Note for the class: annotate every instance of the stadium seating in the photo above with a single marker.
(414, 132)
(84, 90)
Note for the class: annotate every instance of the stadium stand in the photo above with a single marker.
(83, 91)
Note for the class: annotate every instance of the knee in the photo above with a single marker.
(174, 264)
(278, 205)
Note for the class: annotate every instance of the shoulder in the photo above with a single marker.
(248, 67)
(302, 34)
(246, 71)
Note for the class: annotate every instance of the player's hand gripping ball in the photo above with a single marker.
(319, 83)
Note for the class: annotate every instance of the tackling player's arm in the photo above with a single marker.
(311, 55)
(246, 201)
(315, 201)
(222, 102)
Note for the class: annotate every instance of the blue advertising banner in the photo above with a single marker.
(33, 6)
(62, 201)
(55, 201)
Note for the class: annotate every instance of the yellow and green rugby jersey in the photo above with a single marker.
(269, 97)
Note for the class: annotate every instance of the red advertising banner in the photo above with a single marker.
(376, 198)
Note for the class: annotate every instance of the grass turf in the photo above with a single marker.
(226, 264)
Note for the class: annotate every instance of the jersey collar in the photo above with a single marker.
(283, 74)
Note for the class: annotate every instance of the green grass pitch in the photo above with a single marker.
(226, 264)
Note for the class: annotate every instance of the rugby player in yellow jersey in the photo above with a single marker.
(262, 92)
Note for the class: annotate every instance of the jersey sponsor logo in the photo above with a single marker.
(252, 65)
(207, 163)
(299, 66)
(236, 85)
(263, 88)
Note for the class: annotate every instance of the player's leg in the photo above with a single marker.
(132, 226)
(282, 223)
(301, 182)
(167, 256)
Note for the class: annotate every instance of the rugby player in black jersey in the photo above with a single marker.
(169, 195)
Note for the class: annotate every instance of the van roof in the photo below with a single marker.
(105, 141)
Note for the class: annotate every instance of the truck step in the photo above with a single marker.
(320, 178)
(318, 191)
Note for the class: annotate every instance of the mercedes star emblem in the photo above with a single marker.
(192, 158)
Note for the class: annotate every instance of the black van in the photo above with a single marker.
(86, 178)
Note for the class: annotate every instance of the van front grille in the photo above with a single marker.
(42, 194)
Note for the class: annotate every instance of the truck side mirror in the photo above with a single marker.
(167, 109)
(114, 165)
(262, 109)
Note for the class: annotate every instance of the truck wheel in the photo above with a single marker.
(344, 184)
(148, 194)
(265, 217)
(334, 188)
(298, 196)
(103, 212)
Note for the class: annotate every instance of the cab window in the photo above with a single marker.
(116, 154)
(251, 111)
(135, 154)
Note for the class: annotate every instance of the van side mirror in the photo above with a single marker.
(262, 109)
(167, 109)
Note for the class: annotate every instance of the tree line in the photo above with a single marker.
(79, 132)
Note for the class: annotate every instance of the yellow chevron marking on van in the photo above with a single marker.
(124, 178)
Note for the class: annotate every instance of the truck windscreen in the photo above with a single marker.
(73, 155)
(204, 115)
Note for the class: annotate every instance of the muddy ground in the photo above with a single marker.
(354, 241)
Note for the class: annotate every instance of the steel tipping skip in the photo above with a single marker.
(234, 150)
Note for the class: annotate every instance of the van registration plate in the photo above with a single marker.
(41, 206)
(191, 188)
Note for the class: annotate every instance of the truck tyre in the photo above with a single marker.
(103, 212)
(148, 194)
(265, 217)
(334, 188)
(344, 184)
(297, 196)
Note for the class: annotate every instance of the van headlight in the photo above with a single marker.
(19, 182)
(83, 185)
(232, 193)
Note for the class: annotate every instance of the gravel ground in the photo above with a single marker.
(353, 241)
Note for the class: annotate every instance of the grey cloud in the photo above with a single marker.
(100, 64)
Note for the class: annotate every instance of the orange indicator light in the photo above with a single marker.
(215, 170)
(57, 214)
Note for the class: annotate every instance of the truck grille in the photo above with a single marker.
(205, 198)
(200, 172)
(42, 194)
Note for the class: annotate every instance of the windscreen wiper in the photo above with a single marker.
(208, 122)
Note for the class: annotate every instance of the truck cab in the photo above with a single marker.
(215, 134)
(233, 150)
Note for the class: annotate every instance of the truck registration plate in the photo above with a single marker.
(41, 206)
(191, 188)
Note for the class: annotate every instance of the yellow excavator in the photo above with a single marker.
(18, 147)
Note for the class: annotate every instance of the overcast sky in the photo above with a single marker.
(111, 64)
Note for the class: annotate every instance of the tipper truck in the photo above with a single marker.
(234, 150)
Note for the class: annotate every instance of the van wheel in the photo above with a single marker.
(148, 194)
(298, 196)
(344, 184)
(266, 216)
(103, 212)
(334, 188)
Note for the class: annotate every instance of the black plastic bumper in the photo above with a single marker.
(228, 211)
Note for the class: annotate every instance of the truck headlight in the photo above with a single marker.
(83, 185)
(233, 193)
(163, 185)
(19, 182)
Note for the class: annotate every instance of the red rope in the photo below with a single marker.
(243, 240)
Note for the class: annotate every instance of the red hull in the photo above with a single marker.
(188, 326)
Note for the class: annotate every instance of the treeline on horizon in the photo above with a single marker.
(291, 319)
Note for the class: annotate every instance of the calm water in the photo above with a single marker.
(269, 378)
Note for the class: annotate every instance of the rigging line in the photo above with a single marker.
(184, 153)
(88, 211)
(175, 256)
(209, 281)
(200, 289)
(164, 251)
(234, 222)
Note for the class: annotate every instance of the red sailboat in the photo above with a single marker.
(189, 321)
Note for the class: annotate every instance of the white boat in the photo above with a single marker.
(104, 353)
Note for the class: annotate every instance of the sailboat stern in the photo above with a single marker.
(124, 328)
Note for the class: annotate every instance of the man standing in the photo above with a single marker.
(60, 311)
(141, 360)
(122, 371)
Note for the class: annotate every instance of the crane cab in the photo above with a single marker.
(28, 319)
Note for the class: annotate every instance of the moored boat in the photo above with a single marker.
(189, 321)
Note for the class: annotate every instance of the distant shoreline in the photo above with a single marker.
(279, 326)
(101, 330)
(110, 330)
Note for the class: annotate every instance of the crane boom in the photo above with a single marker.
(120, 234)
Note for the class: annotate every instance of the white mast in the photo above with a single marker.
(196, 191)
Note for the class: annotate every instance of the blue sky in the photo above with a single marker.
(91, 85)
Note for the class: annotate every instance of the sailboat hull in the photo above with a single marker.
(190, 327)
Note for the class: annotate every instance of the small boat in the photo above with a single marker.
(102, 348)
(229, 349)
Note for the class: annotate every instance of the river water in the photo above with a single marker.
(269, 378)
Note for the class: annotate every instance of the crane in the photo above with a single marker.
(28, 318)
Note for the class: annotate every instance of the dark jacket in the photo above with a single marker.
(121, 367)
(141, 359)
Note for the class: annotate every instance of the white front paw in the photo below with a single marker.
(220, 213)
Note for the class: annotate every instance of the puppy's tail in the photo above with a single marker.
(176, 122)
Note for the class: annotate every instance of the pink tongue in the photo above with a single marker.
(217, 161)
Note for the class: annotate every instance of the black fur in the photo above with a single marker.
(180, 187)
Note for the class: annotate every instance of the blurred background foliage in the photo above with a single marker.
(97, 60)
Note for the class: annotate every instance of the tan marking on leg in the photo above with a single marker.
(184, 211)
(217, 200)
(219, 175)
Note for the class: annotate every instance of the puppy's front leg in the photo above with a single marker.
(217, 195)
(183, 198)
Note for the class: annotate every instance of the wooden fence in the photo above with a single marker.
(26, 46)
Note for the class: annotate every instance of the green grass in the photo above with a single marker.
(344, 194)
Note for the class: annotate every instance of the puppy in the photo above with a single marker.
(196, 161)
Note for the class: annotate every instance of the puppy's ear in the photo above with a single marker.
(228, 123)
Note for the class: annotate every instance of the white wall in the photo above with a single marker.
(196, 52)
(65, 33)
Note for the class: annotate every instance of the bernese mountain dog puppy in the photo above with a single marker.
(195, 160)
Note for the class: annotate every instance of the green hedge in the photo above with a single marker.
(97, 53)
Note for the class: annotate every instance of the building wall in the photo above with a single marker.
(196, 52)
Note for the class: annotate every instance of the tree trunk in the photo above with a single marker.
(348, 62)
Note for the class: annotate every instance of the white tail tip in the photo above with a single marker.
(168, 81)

# # #

## WHAT IS BEING ASKED
Format the entries above, from the line containing "Note for the class: annotate every instance of the building" through the end of the entries, as a two-column CSV with the headers note and point. Give one row per entry, with its text and its answer each in a single quoted field and any line breaks replaced by spaces.

## RESPONSE FOR THIS EXERCISE
note,point
"Note for the class: annotate every instance of the building wall in the photo above with a single marker.","(196, 52)"
"Note for the class: annotate every instance of the tree trunk in the photo above with a single marker.","(348, 62)"
"Note for the class: annotate every instance of the white tail tip in the photo above with a single marker.","(168, 81)"